-- Written problem --
Reproduce word for word the stretch of the material below that runs from the line containing "Find the green leather" through the end of the material, including both of those ends.

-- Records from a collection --

+--

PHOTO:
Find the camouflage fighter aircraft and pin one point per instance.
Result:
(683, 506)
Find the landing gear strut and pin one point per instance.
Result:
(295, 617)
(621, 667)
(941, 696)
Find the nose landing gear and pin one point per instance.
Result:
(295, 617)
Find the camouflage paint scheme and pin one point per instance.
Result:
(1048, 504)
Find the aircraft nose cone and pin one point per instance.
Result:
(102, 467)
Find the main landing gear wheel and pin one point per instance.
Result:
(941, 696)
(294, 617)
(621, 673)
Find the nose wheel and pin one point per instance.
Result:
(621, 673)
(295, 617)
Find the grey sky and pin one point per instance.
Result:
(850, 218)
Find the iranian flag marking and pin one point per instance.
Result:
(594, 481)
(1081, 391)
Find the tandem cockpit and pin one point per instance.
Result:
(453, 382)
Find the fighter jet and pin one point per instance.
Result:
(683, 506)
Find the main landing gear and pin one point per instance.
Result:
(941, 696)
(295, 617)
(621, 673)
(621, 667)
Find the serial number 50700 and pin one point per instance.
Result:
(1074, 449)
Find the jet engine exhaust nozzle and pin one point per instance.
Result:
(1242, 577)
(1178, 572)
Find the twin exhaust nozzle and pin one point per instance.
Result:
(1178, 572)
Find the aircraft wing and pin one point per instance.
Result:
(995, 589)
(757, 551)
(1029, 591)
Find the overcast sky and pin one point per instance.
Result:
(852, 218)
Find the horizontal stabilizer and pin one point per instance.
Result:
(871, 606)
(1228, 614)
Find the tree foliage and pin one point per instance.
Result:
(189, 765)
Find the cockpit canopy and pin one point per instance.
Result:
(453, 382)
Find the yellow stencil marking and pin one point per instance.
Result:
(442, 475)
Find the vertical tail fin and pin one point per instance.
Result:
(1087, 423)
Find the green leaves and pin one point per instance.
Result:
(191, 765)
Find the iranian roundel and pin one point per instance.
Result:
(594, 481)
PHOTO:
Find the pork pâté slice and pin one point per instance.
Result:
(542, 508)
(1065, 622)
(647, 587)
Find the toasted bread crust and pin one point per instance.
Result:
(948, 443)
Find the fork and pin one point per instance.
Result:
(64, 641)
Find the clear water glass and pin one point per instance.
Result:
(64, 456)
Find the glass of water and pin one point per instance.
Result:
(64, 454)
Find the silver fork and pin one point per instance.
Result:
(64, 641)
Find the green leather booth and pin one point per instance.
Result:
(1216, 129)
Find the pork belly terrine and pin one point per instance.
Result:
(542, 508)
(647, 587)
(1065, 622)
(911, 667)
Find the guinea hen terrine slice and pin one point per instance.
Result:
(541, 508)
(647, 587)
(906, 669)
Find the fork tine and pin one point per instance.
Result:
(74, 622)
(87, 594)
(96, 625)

+--

-- Answer to the exercise --
Find the green leather booth and pin one point per instance.
Result:
(1216, 129)
Find the pork belly terrine and pin one point per instance.
Result:
(542, 508)
(647, 587)
(1065, 622)
(911, 667)
Find the guinea hen terrine slice and pin one point per instance.
Result:
(541, 508)
(647, 587)
(906, 669)
Find the fork tine and pin one point per instance.
Result:
(74, 622)
(87, 594)
(96, 625)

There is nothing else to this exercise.